**The problem:**
Word for word, copy the records and drop the pictures.
##### Records shown
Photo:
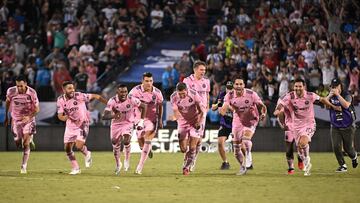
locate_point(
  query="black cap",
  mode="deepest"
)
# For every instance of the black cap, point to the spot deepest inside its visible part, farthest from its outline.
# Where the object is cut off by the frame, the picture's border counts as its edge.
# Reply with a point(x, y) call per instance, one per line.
point(229, 85)
point(335, 82)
##########
**Reply:**
Photo:
locate_point(
  query="black cap",
  mode="deepest"
)
# For every instance of the black cap, point to the spot deepest inside its visible part, farthest from its outline.
# Where the object is cut off by the frame, the picture's border counts as its edge.
# Reply with a point(x, y) call per instance, one per line.
point(229, 85)
point(335, 82)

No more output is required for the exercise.